* **Some records**:
<<<<

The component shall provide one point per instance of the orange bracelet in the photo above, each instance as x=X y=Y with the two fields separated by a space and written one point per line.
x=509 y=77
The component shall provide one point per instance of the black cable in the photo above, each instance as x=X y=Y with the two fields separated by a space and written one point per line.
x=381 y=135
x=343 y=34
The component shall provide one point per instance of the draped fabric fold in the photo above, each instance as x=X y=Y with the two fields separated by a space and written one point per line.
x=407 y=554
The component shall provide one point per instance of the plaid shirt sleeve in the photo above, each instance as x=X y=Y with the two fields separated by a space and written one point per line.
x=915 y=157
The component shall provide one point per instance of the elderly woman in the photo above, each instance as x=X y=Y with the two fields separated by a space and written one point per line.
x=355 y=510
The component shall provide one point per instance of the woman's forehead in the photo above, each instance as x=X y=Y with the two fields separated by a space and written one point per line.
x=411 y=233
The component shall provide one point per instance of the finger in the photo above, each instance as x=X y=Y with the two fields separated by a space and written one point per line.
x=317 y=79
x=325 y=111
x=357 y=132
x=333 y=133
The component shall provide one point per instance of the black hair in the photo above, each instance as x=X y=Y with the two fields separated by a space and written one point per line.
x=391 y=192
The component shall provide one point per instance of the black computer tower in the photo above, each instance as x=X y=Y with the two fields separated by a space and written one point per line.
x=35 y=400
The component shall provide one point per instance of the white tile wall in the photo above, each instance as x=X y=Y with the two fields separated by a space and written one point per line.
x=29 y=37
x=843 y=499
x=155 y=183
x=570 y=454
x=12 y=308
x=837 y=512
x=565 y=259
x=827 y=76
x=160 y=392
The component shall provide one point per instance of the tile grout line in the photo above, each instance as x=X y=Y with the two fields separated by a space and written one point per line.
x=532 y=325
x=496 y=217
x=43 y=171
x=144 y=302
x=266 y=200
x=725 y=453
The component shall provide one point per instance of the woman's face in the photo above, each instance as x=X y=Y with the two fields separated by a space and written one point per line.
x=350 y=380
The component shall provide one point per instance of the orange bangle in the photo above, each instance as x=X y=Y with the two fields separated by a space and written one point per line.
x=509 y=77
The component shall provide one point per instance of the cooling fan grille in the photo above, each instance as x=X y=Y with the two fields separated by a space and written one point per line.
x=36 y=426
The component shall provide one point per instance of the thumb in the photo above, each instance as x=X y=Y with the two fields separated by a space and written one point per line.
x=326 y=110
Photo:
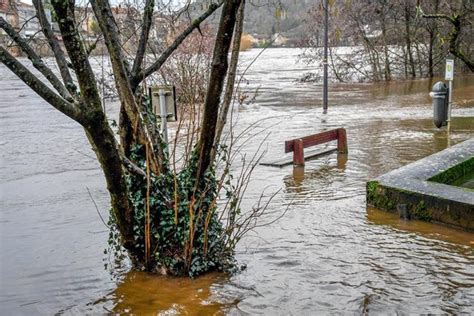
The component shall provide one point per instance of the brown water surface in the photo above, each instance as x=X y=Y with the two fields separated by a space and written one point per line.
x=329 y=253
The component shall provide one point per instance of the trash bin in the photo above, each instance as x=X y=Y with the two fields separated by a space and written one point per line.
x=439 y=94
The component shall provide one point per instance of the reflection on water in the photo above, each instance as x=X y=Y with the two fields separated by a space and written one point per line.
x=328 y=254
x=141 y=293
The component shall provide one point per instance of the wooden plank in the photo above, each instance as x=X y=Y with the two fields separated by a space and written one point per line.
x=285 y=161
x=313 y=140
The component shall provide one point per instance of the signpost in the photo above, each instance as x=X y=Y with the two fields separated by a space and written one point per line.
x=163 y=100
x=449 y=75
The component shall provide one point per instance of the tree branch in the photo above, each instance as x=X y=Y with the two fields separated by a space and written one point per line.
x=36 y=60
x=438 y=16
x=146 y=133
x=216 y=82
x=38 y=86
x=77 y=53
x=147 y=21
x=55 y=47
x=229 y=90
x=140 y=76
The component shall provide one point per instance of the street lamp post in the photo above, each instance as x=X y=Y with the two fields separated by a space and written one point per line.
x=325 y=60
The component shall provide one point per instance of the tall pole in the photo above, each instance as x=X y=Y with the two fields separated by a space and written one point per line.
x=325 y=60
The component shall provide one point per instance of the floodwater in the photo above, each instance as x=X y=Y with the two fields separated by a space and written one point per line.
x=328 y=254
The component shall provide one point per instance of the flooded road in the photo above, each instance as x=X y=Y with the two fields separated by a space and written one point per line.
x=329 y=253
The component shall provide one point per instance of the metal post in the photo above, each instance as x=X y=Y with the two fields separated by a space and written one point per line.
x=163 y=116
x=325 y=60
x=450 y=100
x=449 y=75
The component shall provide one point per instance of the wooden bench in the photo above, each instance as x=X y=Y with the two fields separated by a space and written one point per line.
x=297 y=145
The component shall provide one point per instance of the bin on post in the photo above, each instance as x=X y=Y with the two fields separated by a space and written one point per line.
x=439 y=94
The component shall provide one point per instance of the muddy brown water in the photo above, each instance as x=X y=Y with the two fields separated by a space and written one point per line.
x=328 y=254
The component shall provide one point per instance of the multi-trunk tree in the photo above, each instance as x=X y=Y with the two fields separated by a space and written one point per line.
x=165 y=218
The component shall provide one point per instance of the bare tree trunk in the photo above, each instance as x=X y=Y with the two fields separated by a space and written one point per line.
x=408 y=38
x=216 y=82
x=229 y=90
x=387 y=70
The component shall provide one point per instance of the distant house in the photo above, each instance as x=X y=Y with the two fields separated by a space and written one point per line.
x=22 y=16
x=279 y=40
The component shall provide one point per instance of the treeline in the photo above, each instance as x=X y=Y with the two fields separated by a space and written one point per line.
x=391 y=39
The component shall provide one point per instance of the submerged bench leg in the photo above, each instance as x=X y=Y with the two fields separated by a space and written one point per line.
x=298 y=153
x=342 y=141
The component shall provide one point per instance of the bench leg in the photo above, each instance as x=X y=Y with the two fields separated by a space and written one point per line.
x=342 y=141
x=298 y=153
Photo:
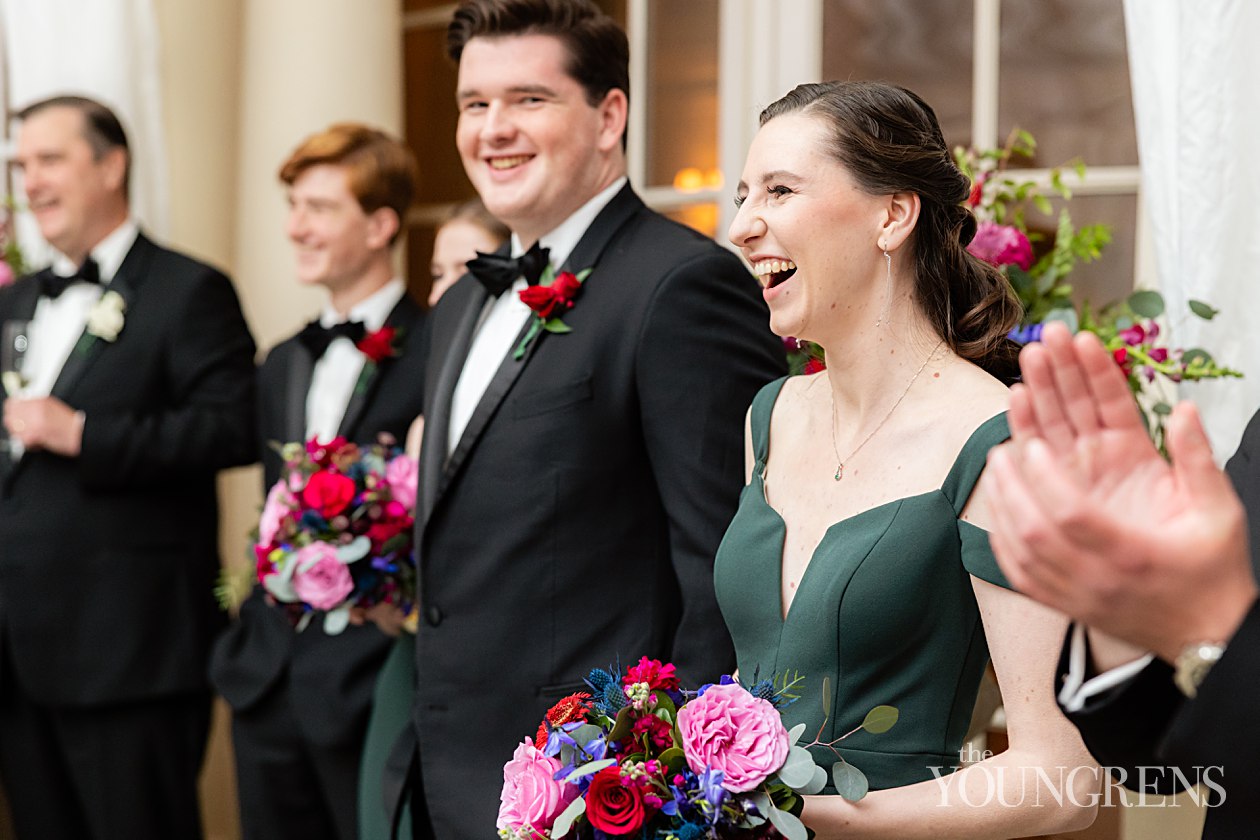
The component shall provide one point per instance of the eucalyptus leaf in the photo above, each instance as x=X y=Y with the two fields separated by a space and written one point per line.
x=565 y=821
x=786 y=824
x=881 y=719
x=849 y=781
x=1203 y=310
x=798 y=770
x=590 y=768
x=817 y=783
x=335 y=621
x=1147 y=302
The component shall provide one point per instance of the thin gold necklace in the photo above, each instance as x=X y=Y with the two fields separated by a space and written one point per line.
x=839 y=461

>>>>
<<<<

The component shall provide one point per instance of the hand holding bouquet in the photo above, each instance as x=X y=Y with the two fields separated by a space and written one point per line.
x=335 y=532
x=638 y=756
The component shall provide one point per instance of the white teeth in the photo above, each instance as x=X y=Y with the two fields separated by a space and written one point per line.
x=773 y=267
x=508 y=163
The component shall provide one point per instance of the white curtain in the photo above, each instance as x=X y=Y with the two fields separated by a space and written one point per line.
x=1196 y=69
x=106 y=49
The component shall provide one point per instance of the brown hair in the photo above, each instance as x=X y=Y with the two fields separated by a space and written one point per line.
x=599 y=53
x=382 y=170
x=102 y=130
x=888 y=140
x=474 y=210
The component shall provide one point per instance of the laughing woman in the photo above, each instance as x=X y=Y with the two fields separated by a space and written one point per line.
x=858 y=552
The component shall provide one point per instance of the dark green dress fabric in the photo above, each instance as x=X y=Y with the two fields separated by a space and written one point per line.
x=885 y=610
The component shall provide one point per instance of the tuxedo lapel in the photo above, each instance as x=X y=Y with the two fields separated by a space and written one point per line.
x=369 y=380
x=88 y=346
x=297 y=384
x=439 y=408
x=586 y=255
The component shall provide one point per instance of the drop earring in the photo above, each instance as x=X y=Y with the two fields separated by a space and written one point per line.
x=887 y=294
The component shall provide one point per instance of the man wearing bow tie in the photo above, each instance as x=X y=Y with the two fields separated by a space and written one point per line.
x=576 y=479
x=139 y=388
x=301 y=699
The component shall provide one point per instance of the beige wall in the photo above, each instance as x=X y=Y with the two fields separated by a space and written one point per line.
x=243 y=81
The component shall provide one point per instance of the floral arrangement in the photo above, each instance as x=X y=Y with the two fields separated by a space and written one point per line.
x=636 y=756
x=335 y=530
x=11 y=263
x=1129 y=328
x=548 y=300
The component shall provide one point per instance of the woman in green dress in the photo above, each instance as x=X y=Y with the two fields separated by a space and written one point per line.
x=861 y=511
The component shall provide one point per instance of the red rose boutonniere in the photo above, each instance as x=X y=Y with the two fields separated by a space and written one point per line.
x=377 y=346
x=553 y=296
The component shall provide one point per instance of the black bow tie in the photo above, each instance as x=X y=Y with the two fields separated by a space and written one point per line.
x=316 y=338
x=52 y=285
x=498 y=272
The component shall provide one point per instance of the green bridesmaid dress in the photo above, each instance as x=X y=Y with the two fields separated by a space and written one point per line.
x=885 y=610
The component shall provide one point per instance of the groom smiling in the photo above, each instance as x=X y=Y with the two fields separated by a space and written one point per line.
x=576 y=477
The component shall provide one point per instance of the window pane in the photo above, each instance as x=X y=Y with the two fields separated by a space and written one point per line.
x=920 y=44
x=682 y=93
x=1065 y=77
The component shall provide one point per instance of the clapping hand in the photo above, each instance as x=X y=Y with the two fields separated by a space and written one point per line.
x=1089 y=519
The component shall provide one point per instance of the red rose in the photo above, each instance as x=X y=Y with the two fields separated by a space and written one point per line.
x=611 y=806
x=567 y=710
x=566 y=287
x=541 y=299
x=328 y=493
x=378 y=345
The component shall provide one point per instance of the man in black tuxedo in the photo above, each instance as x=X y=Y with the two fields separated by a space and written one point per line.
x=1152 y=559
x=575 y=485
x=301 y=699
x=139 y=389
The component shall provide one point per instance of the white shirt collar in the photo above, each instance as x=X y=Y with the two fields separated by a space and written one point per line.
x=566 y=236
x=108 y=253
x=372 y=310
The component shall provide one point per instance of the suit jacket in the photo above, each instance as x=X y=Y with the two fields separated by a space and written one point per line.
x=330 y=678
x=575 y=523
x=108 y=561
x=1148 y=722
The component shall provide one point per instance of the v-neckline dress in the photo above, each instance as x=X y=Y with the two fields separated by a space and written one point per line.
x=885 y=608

>>>>
<<<<

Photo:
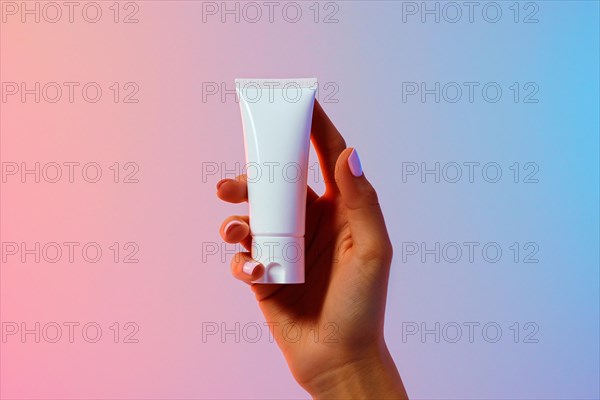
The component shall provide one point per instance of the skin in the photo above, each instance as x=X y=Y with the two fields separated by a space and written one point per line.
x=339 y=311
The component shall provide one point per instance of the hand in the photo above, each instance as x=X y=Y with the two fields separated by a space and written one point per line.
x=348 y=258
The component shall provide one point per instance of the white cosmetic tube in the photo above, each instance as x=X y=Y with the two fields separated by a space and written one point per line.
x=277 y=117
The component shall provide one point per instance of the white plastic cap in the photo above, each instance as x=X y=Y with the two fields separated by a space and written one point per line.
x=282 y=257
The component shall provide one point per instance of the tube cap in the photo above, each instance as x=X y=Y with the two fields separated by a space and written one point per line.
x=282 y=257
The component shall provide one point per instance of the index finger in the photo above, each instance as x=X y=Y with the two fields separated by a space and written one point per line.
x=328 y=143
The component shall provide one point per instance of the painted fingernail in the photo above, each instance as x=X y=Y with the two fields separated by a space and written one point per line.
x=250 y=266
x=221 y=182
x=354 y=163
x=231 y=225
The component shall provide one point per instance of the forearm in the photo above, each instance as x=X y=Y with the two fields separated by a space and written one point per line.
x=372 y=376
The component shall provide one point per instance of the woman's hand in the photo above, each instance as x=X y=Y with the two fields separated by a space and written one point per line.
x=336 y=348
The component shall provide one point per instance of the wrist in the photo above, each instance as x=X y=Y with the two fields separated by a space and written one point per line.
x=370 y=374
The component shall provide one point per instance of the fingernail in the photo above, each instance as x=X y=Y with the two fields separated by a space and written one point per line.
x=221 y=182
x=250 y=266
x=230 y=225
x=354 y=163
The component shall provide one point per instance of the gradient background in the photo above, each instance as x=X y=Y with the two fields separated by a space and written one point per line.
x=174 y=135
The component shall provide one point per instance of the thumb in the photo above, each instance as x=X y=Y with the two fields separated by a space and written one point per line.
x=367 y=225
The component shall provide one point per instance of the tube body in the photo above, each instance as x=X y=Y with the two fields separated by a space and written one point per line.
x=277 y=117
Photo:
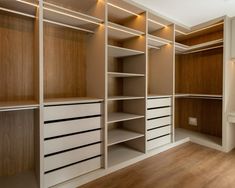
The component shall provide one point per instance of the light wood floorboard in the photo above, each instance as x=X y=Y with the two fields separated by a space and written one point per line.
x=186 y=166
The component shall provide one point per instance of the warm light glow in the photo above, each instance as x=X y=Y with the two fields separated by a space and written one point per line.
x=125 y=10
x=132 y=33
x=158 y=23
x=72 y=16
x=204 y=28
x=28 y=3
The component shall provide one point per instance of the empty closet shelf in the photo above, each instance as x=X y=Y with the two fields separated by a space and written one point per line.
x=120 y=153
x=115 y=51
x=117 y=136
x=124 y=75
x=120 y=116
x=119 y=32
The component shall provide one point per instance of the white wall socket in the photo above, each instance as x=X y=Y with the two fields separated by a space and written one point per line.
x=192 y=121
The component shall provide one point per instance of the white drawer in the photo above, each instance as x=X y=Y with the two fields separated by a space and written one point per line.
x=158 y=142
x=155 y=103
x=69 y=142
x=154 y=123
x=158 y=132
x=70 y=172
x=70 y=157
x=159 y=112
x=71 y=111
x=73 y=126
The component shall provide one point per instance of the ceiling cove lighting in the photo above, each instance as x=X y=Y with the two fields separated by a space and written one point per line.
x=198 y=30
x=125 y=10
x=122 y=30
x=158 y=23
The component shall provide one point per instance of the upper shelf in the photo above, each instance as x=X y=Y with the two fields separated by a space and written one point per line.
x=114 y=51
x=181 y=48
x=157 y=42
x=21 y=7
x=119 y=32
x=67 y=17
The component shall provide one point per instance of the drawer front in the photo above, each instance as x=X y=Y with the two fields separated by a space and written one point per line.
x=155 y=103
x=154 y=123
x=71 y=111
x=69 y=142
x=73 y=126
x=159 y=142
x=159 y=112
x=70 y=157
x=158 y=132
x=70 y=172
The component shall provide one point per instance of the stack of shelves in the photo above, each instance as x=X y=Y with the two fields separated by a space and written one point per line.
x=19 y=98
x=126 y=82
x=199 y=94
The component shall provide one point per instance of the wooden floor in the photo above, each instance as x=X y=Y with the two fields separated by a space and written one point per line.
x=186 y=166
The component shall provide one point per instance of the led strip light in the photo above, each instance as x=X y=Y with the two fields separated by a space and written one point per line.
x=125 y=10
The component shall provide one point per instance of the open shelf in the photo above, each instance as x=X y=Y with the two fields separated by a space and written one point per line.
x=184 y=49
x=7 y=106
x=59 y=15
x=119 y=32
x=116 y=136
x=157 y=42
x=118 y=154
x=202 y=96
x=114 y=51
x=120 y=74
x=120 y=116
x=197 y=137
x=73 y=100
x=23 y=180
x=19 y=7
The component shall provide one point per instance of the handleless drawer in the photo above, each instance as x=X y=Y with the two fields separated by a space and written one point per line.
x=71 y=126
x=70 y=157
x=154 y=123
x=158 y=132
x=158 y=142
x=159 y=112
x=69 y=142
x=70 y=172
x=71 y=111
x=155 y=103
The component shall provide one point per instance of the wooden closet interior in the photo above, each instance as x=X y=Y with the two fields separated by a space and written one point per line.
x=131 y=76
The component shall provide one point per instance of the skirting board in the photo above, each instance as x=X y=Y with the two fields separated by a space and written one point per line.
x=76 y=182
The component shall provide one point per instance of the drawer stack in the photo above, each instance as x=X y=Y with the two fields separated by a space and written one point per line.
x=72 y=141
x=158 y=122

>>>>

* **WHAT IS REQUIRED**: Rename "component" to "module" in the records from the line with "the orange bracelet" up to and including the line with "x=407 y=554". Write out only those lines again, with everything else left unchanged.

* **OUTPUT**:
The module shall provide one point per instance of the orange bracelet in the photo above, each instance as x=X y=Y with the two fields separated by a space and written one point per line.
x=509 y=77
The module shall provide one point per instance of the black cable in the photo above, each instance as x=X y=Y with the two fields separated by a space and written one point per line.
x=381 y=135
x=343 y=34
The module shall provide one point per instance of the draped fabric fold in the photo above, each instance as x=X y=Y with the two fields separated by a space and written one point per line.
x=407 y=554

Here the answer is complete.